» STORED ROWS
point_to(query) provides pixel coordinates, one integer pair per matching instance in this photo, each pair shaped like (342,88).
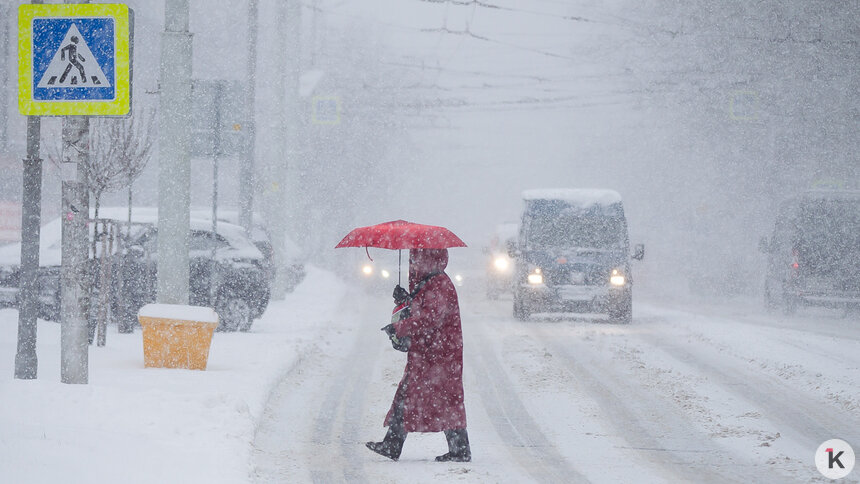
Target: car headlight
(617,278)
(536,277)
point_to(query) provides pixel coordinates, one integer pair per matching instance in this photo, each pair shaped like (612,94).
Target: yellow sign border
(119,106)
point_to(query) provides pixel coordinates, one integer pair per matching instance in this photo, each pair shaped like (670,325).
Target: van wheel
(234,314)
(622,313)
(789,306)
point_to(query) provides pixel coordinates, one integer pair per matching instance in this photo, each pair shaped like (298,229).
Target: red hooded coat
(432,384)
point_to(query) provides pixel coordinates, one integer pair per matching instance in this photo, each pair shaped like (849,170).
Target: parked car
(500,265)
(814,252)
(241,288)
(573,255)
(234,281)
(294,256)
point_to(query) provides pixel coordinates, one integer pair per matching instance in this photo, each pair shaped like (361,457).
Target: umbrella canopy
(401,234)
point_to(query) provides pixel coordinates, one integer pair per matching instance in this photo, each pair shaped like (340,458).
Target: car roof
(577,196)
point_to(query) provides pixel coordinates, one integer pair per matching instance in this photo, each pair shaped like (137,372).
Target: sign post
(74,60)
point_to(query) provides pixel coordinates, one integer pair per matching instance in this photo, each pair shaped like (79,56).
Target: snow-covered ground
(693,394)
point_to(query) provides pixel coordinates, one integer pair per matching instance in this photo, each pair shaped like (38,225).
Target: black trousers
(458,439)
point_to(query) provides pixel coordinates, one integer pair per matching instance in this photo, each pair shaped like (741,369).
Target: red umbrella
(401,234)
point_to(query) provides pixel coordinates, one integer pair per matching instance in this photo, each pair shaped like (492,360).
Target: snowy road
(704,395)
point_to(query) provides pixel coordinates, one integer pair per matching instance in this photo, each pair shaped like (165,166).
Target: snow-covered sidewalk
(136,424)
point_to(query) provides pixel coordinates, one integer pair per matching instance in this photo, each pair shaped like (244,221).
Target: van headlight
(535,277)
(617,278)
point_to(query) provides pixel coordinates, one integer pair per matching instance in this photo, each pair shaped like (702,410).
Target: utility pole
(174,178)
(246,171)
(288,69)
(74,352)
(26,362)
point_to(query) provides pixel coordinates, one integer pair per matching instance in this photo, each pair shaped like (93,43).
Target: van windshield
(828,233)
(559,225)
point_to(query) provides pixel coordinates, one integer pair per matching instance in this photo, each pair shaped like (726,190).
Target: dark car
(499,265)
(294,257)
(227,272)
(239,290)
(573,255)
(814,252)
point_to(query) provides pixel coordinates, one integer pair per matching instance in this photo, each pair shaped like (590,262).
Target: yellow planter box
(176,336)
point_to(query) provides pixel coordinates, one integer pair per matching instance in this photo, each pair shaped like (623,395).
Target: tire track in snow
(346,396)
(811,421)
(292,448)
(512,421)
(653,426)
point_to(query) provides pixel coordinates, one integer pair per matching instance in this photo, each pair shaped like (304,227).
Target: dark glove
(400,295)
(399,344)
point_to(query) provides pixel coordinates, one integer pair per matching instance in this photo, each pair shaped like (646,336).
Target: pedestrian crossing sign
(74,59)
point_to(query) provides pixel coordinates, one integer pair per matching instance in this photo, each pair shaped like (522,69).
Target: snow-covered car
(241,288)
(814,252)
(293,254)
(500,265)
(573,254)
(234,281)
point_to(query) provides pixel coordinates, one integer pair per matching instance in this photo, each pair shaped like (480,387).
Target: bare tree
(119,152)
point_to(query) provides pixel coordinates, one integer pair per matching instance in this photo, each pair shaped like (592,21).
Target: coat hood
(423,262)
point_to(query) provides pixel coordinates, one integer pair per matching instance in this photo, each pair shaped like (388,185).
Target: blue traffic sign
(74,59)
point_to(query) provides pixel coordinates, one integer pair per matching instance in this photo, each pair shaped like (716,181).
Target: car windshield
(558,224)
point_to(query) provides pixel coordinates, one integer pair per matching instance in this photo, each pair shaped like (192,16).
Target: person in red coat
(430,395)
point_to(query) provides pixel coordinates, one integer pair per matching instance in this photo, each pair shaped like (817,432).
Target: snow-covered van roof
(577,196)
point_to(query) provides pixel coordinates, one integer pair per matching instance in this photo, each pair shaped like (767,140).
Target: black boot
(458,447)
(391,445)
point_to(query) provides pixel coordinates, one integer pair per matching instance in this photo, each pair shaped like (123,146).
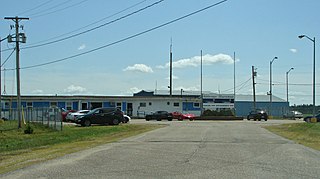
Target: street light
(314,73)
(270,92)
(287,81)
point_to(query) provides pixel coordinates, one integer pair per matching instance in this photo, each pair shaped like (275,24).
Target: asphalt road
(188,149)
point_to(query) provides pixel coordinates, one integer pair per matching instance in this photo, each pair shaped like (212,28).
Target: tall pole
(314,79)
(287,83)
(171,68)
(201,95)
(16,20)
(254,88)
(0,81)
(270,110)
(314,74)
(234,83)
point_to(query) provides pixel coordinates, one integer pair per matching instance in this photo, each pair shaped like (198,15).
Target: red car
(180,116)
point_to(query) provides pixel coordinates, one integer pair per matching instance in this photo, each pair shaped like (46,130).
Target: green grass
(307,134)
(18,149)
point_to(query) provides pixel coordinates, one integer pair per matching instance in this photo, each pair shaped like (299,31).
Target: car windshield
(93,111)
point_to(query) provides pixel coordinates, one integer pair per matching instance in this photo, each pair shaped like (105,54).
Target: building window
(119,106)
(112,104)
(29,104)
(53,104)
(69,106)
(7,105)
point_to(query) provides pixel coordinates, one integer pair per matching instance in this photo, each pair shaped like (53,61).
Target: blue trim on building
(189,106)
(75,105)
(124,106)
(61,104)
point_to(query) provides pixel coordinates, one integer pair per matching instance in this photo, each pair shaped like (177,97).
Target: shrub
(29,129)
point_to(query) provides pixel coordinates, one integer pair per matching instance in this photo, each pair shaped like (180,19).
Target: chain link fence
(50,117)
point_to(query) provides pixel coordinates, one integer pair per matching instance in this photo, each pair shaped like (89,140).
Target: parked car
(126,118)
(111,116)
(65,112)
(180,116)
(72,115)
(258,115)
(293,115)
(308,118)
(159,115)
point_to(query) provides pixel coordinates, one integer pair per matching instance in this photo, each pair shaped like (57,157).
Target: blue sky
(256,30)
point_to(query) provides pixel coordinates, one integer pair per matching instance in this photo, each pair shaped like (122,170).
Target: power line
(48,9)
(72,5)
(8,57)
(89,30)
(102,19)
(40,5)
(127,38)
(97,27)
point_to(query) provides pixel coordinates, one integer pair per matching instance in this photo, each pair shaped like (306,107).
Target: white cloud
(293,50)
(139,68)
(74,89)
(83,46)
(196,61)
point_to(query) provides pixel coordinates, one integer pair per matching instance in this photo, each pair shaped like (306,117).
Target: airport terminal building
(146,102)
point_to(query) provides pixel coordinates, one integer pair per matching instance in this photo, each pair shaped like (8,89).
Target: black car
(158,115)
(308,118)
(112,116)
(258,115)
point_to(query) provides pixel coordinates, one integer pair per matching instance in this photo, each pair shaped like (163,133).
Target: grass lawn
(307,134)
(18,149)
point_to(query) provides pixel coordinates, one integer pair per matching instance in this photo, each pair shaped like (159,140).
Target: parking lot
(189,149)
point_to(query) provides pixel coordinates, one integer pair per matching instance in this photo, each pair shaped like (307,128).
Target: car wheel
(115,121)
(87,123)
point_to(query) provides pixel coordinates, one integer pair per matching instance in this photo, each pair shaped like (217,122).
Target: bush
(217,113)
(29,129)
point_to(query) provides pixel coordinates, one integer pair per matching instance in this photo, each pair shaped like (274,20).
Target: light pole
(314,74)
(270,92)
(287,81)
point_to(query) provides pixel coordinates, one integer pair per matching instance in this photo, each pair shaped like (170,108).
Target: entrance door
(84,106)
(129,109)
(95,105)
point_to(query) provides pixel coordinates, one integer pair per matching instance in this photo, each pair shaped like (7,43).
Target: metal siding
(106,104)
(40,104)
(278,108)
(189,106)
(75,105)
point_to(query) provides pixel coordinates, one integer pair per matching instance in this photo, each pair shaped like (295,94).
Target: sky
(119,47)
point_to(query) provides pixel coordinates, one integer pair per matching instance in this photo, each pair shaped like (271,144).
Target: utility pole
(234,83)
(170,69)
(201,92)
(1,78)
(19,37)
(254,74)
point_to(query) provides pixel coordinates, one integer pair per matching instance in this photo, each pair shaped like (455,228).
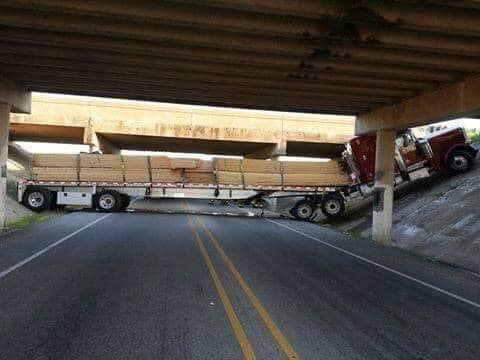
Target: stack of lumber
(163,171)
(262,172)
(101,168)
(55,167)
(202,173)
(229,171)
(313,173)
(136,169)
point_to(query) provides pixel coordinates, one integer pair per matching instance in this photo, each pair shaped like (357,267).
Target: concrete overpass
(394,64)
(111,125)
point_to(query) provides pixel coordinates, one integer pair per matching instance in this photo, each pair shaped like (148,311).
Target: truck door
(412,157)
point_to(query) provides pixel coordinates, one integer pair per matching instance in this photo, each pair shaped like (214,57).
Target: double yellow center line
(248,353)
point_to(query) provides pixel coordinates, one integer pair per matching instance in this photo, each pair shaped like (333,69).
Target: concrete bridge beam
(13,98)
(19,155)
(4,122)
(383,191)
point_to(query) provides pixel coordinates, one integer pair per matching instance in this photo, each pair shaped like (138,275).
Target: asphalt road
(178,286)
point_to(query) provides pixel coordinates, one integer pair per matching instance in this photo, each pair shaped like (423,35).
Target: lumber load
(259,179)
(54,174)
(315,179)
(204,166)
(198,177)
(160,162)
(101,175)
(55,160)
(310,167)
(137,175)
(100,161)
(162,169)
(230,165)
(229,178)
(135,162)
(183,163)
(167,175)
(262,166)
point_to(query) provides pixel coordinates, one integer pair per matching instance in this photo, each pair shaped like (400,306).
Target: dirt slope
(437,218)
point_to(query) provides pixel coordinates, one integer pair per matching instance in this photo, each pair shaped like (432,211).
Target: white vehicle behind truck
(328,186)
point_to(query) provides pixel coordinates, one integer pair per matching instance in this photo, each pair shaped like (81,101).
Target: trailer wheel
(125,202)
(108,201)
(333,205)
(37,199)
(303,210)
(459,162)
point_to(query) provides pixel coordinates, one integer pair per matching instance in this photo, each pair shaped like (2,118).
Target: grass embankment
(474,135)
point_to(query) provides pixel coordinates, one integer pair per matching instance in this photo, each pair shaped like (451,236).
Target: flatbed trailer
(114,197)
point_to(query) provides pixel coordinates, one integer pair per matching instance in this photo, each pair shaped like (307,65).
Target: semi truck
(415,157)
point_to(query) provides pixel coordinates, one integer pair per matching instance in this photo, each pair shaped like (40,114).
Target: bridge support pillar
(4,125)
(383,191)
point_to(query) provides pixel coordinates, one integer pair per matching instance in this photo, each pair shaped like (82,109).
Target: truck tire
(37,199)
(125,202)
(333,205)
(459,162)
(108,201)
(303,210)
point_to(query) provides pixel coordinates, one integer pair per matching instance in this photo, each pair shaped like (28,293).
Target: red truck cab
(445,150)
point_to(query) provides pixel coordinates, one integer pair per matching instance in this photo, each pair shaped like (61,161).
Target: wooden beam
(449,102)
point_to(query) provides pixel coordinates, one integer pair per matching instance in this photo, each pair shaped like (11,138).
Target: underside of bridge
(393,63)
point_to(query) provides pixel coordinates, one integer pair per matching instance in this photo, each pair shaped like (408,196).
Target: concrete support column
(4,124)
(383,192)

» AIM
In the entries above, take the line containing "shaped like (81,101)." and each later line through the last, and repeat them exactly. Output nothing else.

» EXERCISE SOLUTION
point_to(query) provides pixel coordinates, one integer pair per matching instance in this photo, each pair shaped like (81,101).
Target: trailer wheel
(125,202)
(108,201)
(333,205)
(37,199)
(303,210)
(459,162)
point_to(query) provides pixel coordinates, one integer pair per matching instance in this photo, each pair shaped like (2,118).
Target: grass embankment
(474,135)
point_to(query) provides pixel coordinates, one integer pair per matching instance in this photo, each pair shaped like (451,236).
Target: flatbed trailer
(114,197)
point_to(query) provides pixel coordinates, one integer pair per matching instance in this photo, each pair shaped like (307,65).
Target: semi truck
(415,157)
point_to(query) provides pixel coordinates, one integer pair per matching instance in this photo, each pair shaped like (40,114).
Target: bridge support pillar
(4,125)
(383,191)
point_to(query) provides pixel coordinates, one integer pair per matching instance in this photo, each pair shaped like (82,109).
Target: truck tire
(37,199)
(125,202)
(333,205)
(459,162)
(108,201)
(303,210)
point_to(query) provides pixel coordinates, one integer pair per matching instance in this photo, each pair shaped like (28,293).
Target: red truck cab
(445,150)
point_to(query) provides pixel coordinates, one integer pair per matching instance in this photo, each pair shaped like (61,161).
Target: wooden beam
(449,102)
point_to(query) provides pixel coordinates, one integer pair per matching instance in this photo, each pair shaped like (11,138).
Target: underside of bridge
(393,63)
point_to(query) provides pixel coordinates, one integer pair per matching instance in this photo, each pair shaped like (408,196).
Target: concrete support column
(4,124)
(383,192)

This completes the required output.